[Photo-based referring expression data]

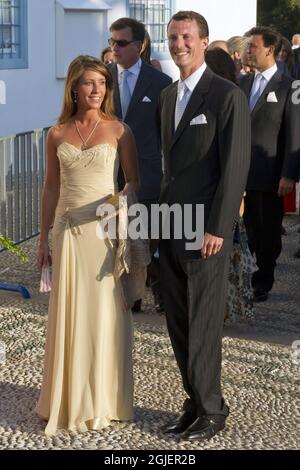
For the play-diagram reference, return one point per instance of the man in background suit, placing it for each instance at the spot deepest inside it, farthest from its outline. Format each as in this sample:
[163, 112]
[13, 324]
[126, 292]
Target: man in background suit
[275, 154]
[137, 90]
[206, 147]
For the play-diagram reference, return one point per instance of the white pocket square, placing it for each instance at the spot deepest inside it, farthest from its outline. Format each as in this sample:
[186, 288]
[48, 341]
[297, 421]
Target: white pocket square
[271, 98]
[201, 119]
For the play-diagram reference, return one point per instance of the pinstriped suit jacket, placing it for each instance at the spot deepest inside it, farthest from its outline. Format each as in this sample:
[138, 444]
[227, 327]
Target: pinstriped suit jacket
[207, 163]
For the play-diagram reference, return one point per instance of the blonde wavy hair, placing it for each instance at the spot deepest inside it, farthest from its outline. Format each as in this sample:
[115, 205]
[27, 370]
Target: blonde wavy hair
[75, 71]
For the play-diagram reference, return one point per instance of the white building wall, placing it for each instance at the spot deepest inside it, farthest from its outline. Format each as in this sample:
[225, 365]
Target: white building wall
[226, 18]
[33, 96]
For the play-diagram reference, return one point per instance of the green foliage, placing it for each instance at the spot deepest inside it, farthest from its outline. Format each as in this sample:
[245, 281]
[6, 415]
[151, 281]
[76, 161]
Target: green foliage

**Exercise prompt**
Reproduce each line above exactly, but not a single picture.

**Exercise output**
For the play-diagram reference, return one point per instance of the man in background suit, placing it for each instance at the spot deepest inside it, farthest from its outline. Format each as in this sample:
[163, 112]
[13, 324]
[126, 292]
Target: man in background suit
[275, 154]
[137, 90]
[206, 147]
For the play-diagram reference, return one point per instance of the white pocket square, placing it for each instance at the spot deepest inside it, farthest from its outline. Format each as in this sample:
[186, 288]
[48, 341]
[297, 421]
Target: white pocket square
[271, 98]
[201, 119]
For the play-diagram reference, return one point per instance of the pinstriped suit jacket, placing it for each instance at the spot deepest inside it, farthest from its outline. Format each as in this sample:
[138, 444]
[227, 327]
Target: pinstriped suit jacket
[207, 163]
For the play-diagram reference, return one point per instance of the blonde wavy hair, placing it for each instance at the spot deepest inside it, farthest from its outline. Format each as in this sample:
[115, 205]
[27, 370]
Target: blonde wavy hair
[75, 71]
For the play-diagram reference, return one point per instance of the white building wall, placing it for each instance at the spot deepest inside it, farthest from its outline. Format each as in this sample:
[225, 365]
Target: white building wall
[226, 18]
[33, 96]
For the play-diagram reference, return one point per instance of the green foliage, placing it for each instance at the spot deepest inside it, farthest from its outline. Format each as in this sample:
[245, 281]
[6, 415]
[151, 281]
[76, 161]
Target: green foliage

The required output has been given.